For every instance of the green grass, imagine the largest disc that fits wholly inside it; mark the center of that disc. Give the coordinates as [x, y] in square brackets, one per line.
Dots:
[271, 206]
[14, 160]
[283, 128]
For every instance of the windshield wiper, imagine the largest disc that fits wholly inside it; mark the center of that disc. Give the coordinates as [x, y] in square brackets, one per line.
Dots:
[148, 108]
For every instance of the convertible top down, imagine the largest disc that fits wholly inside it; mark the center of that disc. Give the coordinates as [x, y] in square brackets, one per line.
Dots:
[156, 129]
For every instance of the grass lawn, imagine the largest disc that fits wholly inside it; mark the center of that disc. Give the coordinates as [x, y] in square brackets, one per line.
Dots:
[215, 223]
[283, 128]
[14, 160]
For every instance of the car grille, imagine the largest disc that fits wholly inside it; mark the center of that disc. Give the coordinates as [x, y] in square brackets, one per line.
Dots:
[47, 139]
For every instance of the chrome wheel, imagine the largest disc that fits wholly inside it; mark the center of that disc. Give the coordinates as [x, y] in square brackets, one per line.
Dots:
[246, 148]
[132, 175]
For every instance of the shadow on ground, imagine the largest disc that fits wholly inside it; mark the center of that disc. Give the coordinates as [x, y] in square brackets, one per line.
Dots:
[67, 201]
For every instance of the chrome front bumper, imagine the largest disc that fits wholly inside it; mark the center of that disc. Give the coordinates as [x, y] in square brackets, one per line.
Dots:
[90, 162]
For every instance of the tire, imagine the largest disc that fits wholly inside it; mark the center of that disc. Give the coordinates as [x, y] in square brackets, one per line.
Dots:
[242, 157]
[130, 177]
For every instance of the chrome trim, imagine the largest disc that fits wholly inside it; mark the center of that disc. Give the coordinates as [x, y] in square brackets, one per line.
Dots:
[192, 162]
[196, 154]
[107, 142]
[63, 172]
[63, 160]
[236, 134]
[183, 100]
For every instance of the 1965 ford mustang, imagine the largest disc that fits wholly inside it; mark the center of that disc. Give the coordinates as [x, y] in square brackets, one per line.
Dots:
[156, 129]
*****
• [Problem to work on]:
Go over the listing above and copy out each line that includes "grass".

• [Written reply]:
For every instance of the green grass, imagine the largest disc that fits wholly inside it; mark the center of that disc. Give the coordinates as [x, y] in square brackets, one per line.
For every instance of the grass lawn, imagine the largest disc that fits wholly inside it; mark the center of that disc. Give the coordinates as [x, y] in square brackets, one per line.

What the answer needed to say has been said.